Content-Transfer-Encoding: 7bit
Cc: hip WG <hipsec@ietf.org>
Subject: Re: [Hipsec] fault-tolerance for base exchange and update
X-BeenThere: hipsec@ietf.org
X-Mailman-Version: 2.1.9
Precedence: list
Reply-To: miika.komu@hiit.fi
List-Id: "This is the official IETF Mailing List for the HIP Working Group." <hipsec.ietf.org>
List-Unsubscribe: <https://www.ietf.org/mailman/listinfo/hipsec>, <mailto:hipsec-request@ietf.org?subject=unsubscribe>
List-Archive: <http://www.ietf.org/mail-archive/web/hipsec>
List-Post: <mailto:hipsec@ietf.org>
List-Help: <mailto:hipsec-request@ietf.org?subject=help>
List-Subscribe: <https://www.ietf.org/mailman/listinfo/hipsec>, <mailto:hipsec-request@ietf.org?subject=subscribe>
X-List-Received-Date: Thu, 07 Jan 2010 15:14:04 -0000

Tobias Heer wrote:

Hi,

> Hi,
> 
> Am 07.01.2010 um 08:22 schrieb Miika Komu:
> 
>> Hi,
>> 
>> Baris Boyvat has implemented an experimental fault-tolerance
>> extension for the HIP base exchange and UPDATE in the HIPL
>> implementation. He will document it in his master thesis during
>> this year, but I would like to start discussion of the topic
>> already now.
>> 
> Great. I think this extension is really worth some deeper
> investigation. In our own tests with HIP(L) we found that timing and
> aggressiveness regarding retransmissions and opportunistic double
> transmissions can greatly improve the performance.
> 
>> At the protocol level, the extension allows sending multiple I1 or
>> UPDATE-with-locator packets sequentially. The idea is to scan
>> through all possible source and destination IP pairs at the HIP
>> layer to improve  the chances for successful initial contact (I1)
>> and to re-establish contact (UPDATE-with-locator) in way similar to
>> the NAT-ICE extensions. We have playfully called the extension as
>> "shotgun" mode in the implementation :)
>> 
>> The obvious difference to ICE is that the shotgun mode works at the
>> HIP protocol layer. A non-obvious difference is that the approach
>> supports also fault-tolerance for a single relay/rendezvous
>> (Responder's RVS has crashed) and it can make use of multiple
>> relay/rendezvous servers for better redundancy. At the moment,
>> neither of these are possible direcly with the ICE-NAT extensions.
>> I actually believe the shotgun approach can be applied even with
>> the ICE-NAT extensions to improve fault-tolerance.
>> 
>> The shotgun approach seems useful to improve fault-tolerance with
>> an without (single or multiple) rendezvous/relay middleboxes, but
>> there is also another use case for this. The Initiator (or Mobile
>> Node) can learn multiple mappings for the peer, some of which may
>> have connectivity and some not. It is also possible that a malign
>> user intentionally sends invalid mappings for a well-known service
>> in a multiuser system (this case also requires some rate control
>> for mappings per user). In such scenarios, it is useful to try
>> multiple peer addresses sequentially instead of just single one.

_ _ _

* _SHORT PROBLEM 1_: Render this sentence from the HIP fault-tolerance email in Spanish: "The obvious difference to ICE is that the shotgun mode works at the HIP protocol layer."
* _SHORT PROBLEM 2_: Please carry on the HIP fault-tolerance email from its last sentence.
The data below has no connection to the HIP fault-tolerance email.

* _MATERIAL PROVIDED_:

_ _ _

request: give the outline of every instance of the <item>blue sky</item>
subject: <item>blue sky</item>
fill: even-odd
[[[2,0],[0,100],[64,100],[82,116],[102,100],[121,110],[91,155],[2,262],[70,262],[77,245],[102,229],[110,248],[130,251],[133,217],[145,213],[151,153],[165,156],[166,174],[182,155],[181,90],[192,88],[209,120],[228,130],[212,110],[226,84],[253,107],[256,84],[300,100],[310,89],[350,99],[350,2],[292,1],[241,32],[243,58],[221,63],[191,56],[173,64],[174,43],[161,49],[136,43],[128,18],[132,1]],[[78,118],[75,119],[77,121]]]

_ _ _

* _FINAL RESULT 1_: La diferencia evidente con ICE es que el modo shotgun funciona en la capa del protocolo HIP.

* _FINAL RESULT 2_:
>> 
>> Minimally, the approach requires few considerations in an
>> implementation:
>> 
>> i) Allow sending of multiple I1 and UPDATE-with-locator packets in
>> a rate-controlled fashion ii) Filter redundant incoming packets.
>> 
>> Case (ii) could be implemented as filtering of I1 packets or
>> filtering of R1 packets. We chose filtering of redundant R1 packets
>> in the implementation and it required a small change in the state
>> machine. For the UPDATE filtering, filtering based on sequence
>> numbers was sufficient.
>> 
>> I would like the WG feedback on whether we could include this
>> approach in RFC5201-bis and RFC5206-bis (as MAY or SHOULD).
> 
> I would like to see this as a separate document that solely focuses
> on fault-tolerance and performance I think the shotgun extension is a
> first step to a comprehensive document. My two reasons for this are:
>  a) I think solving the problem goes beyond the scope of the base
> documents because this problem domain offers more possible solutions
> than the shotgun mode. A separate document could discuss use cases
> and solutions in more depth than it can be done in the base
> documents. b) Measures for improving fault tolerance may be quite
> specific to a scenario and may require to make some assumptions that
> cannot be made in the general case.

Well, I am just a bit skeptic that this will be never taken into use if 
the state machine filtering part are not part of RFC5201-bis and 
RFC5206-bis.

> Some more thoughts on fault tolerance:
> 
> As far as I understood, the shotgun extension only works with
> multiple interfaces. What about optimizations for single-homed hosts?

the shotgun mode does not "care" about interfaces. It pairs up
addresses, not interfaces. So if you've got two addresses on a single
interface machine and peer has got one, two redundant packets will be sent.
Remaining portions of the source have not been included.